Point-based annotation data
'''

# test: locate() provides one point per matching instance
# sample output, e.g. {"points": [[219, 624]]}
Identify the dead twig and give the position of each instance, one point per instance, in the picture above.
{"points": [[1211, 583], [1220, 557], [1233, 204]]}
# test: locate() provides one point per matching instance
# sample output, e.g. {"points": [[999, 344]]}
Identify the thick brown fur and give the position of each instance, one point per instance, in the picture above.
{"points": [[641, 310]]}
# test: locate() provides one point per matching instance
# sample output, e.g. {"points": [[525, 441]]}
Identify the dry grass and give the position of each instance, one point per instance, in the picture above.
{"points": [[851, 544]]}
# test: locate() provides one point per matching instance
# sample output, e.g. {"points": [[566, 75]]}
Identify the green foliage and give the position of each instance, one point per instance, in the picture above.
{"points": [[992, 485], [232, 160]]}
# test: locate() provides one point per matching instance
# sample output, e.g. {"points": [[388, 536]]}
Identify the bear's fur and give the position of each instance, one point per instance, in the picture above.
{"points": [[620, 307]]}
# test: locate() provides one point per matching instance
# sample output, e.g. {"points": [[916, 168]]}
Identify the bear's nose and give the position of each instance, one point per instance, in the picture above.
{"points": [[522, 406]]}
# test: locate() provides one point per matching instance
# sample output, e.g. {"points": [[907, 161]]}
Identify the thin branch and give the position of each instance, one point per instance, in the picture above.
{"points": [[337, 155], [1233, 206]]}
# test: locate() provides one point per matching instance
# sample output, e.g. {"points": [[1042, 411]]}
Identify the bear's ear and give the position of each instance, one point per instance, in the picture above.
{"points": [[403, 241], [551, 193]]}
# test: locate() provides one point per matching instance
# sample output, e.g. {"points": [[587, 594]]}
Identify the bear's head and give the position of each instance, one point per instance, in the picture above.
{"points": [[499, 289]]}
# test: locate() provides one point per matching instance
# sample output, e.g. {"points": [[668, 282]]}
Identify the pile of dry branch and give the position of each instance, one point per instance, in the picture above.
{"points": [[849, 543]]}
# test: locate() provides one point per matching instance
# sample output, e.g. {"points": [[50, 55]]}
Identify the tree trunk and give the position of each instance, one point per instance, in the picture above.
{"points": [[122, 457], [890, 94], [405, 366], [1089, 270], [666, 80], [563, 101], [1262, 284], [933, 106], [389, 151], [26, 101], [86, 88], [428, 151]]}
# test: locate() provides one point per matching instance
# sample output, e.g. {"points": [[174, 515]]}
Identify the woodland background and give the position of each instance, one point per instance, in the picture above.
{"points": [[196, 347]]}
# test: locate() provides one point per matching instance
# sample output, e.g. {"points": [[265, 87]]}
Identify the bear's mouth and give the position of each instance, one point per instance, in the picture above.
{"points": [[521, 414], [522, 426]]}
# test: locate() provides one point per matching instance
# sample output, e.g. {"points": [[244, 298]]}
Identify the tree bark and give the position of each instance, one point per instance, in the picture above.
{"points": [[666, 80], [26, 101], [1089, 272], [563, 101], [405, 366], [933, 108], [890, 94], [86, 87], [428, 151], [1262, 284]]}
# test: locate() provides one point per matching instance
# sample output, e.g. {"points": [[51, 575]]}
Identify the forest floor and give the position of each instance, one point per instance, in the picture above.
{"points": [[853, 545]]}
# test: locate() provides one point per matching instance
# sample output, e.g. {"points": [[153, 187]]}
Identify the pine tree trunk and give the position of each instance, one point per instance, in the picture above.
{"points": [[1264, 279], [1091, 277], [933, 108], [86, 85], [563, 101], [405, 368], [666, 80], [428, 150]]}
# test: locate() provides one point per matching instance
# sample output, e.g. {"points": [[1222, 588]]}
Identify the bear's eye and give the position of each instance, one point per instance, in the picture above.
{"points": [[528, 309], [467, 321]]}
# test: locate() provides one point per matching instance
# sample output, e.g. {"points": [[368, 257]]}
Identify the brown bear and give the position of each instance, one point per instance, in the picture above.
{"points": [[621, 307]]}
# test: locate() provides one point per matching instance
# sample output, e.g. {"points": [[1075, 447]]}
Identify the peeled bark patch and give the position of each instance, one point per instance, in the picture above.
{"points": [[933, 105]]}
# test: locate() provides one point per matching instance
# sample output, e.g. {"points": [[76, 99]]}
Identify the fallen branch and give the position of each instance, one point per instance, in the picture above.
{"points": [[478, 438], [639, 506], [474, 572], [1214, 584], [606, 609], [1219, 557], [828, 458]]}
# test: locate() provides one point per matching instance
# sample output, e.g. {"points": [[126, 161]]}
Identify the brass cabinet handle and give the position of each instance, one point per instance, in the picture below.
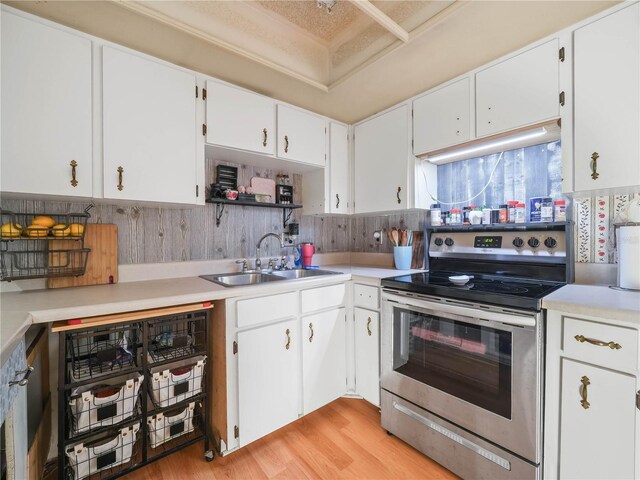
{"points": [[583, 392], [74, 182], [25, 379], [594, 165], [120, 172], [599, 343]]}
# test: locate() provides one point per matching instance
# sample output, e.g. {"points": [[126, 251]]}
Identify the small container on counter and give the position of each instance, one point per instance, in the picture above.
{"points": [[436, 215], [521, 213], [486, 216], [455, 217], [511, 211], [546, 210], [560, 210], [466, 211], [503, 216], [475, 216]]}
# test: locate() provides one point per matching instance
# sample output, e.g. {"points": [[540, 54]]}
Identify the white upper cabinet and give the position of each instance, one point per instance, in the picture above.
{"points": [[441, 118], [241, 119], [301, 136], [381, 162], [149, 119], [519, 91], [339, 168], [46, 109], [607, 101]]}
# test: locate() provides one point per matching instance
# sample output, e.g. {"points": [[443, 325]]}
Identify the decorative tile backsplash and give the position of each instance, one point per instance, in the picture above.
{"points": [[594, 232]]}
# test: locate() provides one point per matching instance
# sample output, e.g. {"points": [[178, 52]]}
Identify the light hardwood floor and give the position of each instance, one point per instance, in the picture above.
{"points": [[341, 440]]}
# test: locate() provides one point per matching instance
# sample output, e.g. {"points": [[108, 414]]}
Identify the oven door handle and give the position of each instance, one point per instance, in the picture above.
{"points": [[508, 319]]}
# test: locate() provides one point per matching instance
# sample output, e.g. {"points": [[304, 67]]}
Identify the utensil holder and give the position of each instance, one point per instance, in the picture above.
{"points": [[402, 257]]}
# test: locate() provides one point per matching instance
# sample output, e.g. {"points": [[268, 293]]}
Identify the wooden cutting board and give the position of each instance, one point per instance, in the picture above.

'''

**WRITTEN PROBLEM**: Exactly reproduce the entries above, minus the pictures.

**COMPLETE OUTPUT**:
# test: locate() provides one point per matching instance
# sample output, e.g. {"points": [[219, 624]]}
Identify the dead twig and give the position of each instance, one point per instance, in the picture above.
{"points": [[1211, 583], [1220, 557], [1233, 204]]}
# test: locate() provides one point per matching instance
# sample output, e.g. {"points": [[999, 344]]}
Identify the thick brown fur and give the position of each instance, one point per instance, in the picture above.
{"points": [[641, 310]]}
# test: locate() provides one point per matching instance
# sample output, e.g. {"points": [[525, 441]]}
Identify the dry grass and give the position of each instance, one point per instance, in the picture above.
{"points": [[851, 544]]}
# test: locate() provides one point per matching instance
# sample output, e.g. {"points": [[566, 75]]}
Identify the green foliage and give the position of each instance, one point per instance, in the picture above.
{"points": [[992, 485], [232, 160]]}
# test: locate() provides one point per matching instance
# sample output, e.g. {"points": [[388, 536]]}
Identify the bear's fur and give the position of each instance, one point per instance, in the picture above.
{"points": [[620, 307]]}
# test: locate() provides one point per matching instance
# sample output, e.g. {"points": [[916, 168]]}
Identify the bear's nose and give the position of each instance, one point per instance, in the picture above.
{"points": [[522, 406]]}
# test: locate() provides one point per matching instance
# sample output, e.g. {"points": [[907, 161]]}
Identify the thin branch and give the position of each instance, one point per instance, in the picture above.
{"points": [[337, 155], [1233, 206]]}
# test: locate() provides one point per matching instance
# sample output, e.g. {"points": [[1042, 411]]}
Identify the bear's ear and give the position of each instance, one point per instance, in the picture above.
{"points": [[403, 241], [551, 193]]}
# test: locate() provides one point per matching instance
# sample output, e.g. {"points": [[587, 594]]}
Identify the bear's head and give the position of each instance, one point per instance, in the picture above.
{"points": [[499, 289]]}
# test: locate() provides one point per matching instance
# sample output, e.g. {"points": [[668, 282]]}
Identify the pile of dry branch and give the position of each instance, one point per instance, in the picture above.
{"points": [[849, 543]]}
# test: locate() provides one point per matching instance
# sample output, e.g. {"points": [[50, 55]]}
Identify the tree trunk and give the position of each instance, one point per instance, in the picture above.
{"points": [[122, 457], [890, 94], [405, 366], [1089, 270], [666, 80], [563, 101], [1262, 284], [933, 106], [389, 151], [26, 101], [86, 88], [428, 151]]}
# test: locate() provides one point per matching instance
# sample output, e.g. {"points": [[174, 515]]}
Identify the woodland background and give the position of each instance, one point per instance, in the picture above.
{"points": [[196, 347]]}
# test: locate() provides one point per matching instance
# sample output, e.g. {"points": [[265, 87]]}
Identify the bear's mouth and give the position of each instance, one point per instance, in the picture above.
{"points": [[521, 414], [522, 426]]}
# test: locate() provides one point per matching instance
# sample output, e.g. {"points": [[244, 298]]}
Identify the tree bark and give the position of each instance, one point per instance, in the picture above.
{"points": [[666, 80], [26, 101], [1089, 272], [563, 101], [405, 366], [933, 108], [890, 94], [86, 87], [428, 151], [1262, 284]]}
# test: locate() provides one point per matching instance
# sample output, e.g. {"points": [[51, 575]]}
Identify the forest floor and give the position of each instance, one point per instance, in the picture above.
{"points": [[853, 545]]}
# test: locate() provides one point per matching instance
# sample output, e.g. {"points": [[153, 187]]}
Identify the pine tree trunk and give the position of each instance, one point per instance, in the picture above.
{"points": [[1264, 279], [1091, 277], [933, 108], [86, 85], [563, 101], [405, 368], [666, 80], [428, 150]]}
# test: locate() provides one point per matching instance
# sample output, e.g. {"points": [[1222, 588]]}
Identify the bear's eye and give the position of each instance, one point per instance, in the picture above.
{"points": [[528, 309], [467, 321]]}
# test: locate() provides one point per matching instance
# sample output, e.g. {"points": [[368, 257]]}
Identify the brown bear and give the position of each instance, one point per instance, in the picture above.
{"points": [[621, 307]]}
# test: locate() provides one point per matching instance
# sample output, e.g. {"points": [[1075, 447]]}
Identify the peeled bark patch and give the position of each instance, one point per instance, in the picture above.
{"points": [[933, 105]]}
# test: locate() provides one point per matching instance
# sample output, e.g. {"points": [[76, 99]]}
Identify the fallen branch and give the position of each instance, one point per instance, in the picture above.
{"points": [[478, 438], [639, 506], [474, 572], [1214, 584], [606, 609], [1219, 557], [828, 458]]}
# test: locate() provides one point per matching instance
# sample output, e.g. {"points": [[126, 161]]}
Identify the brass cabinet handle and give the position of each instance, one point per instance, in the picture below.
{"points": [[583, 392], [74, 182], [25, 379], [594, 165], [120, 172], [599, 343]]}
# test: locate() provides one point per matching instance
# sample output, e.g. {"points": [[126, 251]]}
Identify the small container on counter and give the position of each instance, one point per instance, in the picture above.
{"points": [[436, 215], [521, 213], [486, 216], [455, 217], [511, 211], [546, 210], [560, 210], [466, 211], [503, 216], [475, 216]]}
# test: locate() provides one point per matching instance
# sample output, e.g. {"points": [[540, 54]]}
Identify the white upper cabinet and give the position of each instance, one point per instance, in the picture above.
{"points": [[441, 118], [241, 119], [301, 136], [381, 162], [149, 119], [519, 91], [339, 168], [46, 109], [607, 101]]}
# test: locate() provides one point per matching instance
# sample output, e.g. {"points": [[443, 325]]}
Identify the decorative tile backsplash and give the position of each instance, one point per instance, in the picture above.
{"points": [[594, 232]]}
# test: locate() provides one point per matching instance
# sample output, e.g. {"points": [[178, 52]]}
Identify the light hardwood floor and give the position of each instance, one point per instance, in the picture above.
{"points": [[341, 440]]}
# test: locate() provides one point per matching instance
# sample output, e.g. {"points": [[108, 414]]}
Identify the oven door handle and give the position of each instance, one point per instance, in the picture above.
{"points": [[508, 319]]}
# test: locate() provides one point per matching instance
# sample output, e.g. {"points": [[304, 67]]}
Identify the utensil holder and give the position of each instance, one point per instance, in the picture above.
{"points": [[402, 257]]}
# test: locate() provides one point per matching instance
# sample output, e.g. {"points": [[268, 293]]}
Identify the wooden cutting board and give the position of each instance, one point per instance, in the picture above.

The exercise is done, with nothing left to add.